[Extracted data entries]
— Begin —
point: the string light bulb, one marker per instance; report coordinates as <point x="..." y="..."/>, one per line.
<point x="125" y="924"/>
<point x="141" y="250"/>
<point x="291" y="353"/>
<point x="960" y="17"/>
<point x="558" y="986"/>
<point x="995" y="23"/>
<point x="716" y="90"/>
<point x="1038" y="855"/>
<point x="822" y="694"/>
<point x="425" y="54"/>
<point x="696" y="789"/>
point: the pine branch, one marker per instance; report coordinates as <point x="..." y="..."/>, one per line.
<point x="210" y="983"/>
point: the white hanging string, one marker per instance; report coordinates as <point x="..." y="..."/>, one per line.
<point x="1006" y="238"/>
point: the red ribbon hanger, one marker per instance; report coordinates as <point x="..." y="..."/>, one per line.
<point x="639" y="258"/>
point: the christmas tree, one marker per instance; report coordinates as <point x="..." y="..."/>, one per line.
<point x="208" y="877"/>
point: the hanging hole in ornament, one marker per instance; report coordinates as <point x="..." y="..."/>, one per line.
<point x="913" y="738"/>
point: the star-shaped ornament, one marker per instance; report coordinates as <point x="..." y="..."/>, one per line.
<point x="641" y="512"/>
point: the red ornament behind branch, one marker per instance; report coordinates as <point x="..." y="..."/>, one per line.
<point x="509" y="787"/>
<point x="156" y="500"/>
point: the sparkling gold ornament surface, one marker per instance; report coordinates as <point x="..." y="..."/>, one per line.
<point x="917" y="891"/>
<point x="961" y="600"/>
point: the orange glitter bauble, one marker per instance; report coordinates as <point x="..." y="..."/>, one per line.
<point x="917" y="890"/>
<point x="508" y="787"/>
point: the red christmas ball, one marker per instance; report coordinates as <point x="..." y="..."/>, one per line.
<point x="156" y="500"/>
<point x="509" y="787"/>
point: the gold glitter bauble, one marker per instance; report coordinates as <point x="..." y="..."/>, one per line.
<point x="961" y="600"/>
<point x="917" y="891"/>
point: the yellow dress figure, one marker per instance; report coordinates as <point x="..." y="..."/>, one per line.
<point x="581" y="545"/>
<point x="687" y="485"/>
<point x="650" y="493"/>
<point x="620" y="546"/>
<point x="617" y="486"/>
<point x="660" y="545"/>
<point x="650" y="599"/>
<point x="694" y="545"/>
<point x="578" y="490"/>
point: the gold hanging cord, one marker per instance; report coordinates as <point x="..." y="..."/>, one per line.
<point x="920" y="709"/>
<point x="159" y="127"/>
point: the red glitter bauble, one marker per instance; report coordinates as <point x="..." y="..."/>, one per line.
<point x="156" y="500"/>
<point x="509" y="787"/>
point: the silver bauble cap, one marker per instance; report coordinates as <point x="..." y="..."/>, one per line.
— End —
### Task requirements
From the listing above, extract all records word for word.

### Exercise solution
point: the string light bulb, one marker per instance; report coordinates as <point x="..." y="..."/>, one per line.
<point x="125" y="924"/>
<point x="141" y="250"/>
<point x="291" y="353"/>
<point x="960" y="17"/>
<point x="558" y="986"/>
<point x="995" y="23"/>
<point x="716" y="90"/>
<point x="1038" y="855"/>
<point x="822" y="694"/>
<point x="425" y="54"/>
<point x="696" y="789"/>
point: the pine branch, one marker per instance; report coordinates as <point x="..." y="..."/>, one per line.
<point x="210" y="983"/>
point: the white hanging string, one marker per instance; report coordinates as <point x="..." y="..."/>, one per line.
<point x="1006" y="238"/>
point: the red ribbon hanger, one marker per instance; report coordinates as <point x="..." y="..."/>, one per line.
<point x="639" y="258"/>
point: the christmas tree, one marker per instance; report coordinates as <point x="..." y="..."/>, one per line.
<point x="208" y="877"/>
point: the hanging hole in ornament, one marker per instance; report coordinates as <point x="..." y="..."/>, one per line.
<point x="913" y="738"/>
point: the star-shaped ornament, one marker per instance; report coordinates as <point x="..." y="..."/>, one per line.
<point x="641" y="512"/>
point: the red ornament behind branch, one marker per instance; report coordinates as <point x="..." y="..."/>, one per line.
<point x="509" y="787"/>
<point x="156" y="500"/>
point: the sparkling gold ornament surface, one marker per instance; report coordinates as <point x="..." y="..."/>, one per line.
<point x="917" y="891"/>
<point x="961" y="600"/>
point: the orange glitter bauble, one marker per instance; report coordinates as <point x="..." y="..."/>, one per line.
<point x="917" y="890"/>
<point x="508" y="787"/>
point: the red christmas ball, one marker per instance; report coordinates as <point x="..." y="..."/>, one per line.
<point x="156" y="500"/>
<point x="509" y="787"/>
point: the gold glitter bauble, one marker per instance; report coordinates as <point x="..." y="..."/>, one per line.
<point x="961" y="600"/>
<point x="917" y="891"/>
point: the yellow dress figure, one marker per instance; report coordinates as <point x="..." y="..."/>, one per line.
<point x="581" y="545"/>
<point x="687" y="485"/>
<point x="650" y="493"/>
<point x="620" y="546"/>
<point x="617" y="486"/>
<point x="660" y="545"/>
<point x="650" y="599"/>
<point x="694" y="545"/>
<point x="578" y="490"/>
point: the gold hanging cord, one marker per instance; report coordinates as <point x="..." y="..."/>, one per line.
<point x="920" y="709"/>
<point x="159" y="127"/>
point: the red glitter bauble, one marker per instance; report coordinates as <point x="..." y="..."/>, one per line.
<point x="156" y="500"/>
<point x="509" y="787"/>
point: the silver bauble cap, one marker per instance; report coordinates as <point x="..." y="..."/>, one per line.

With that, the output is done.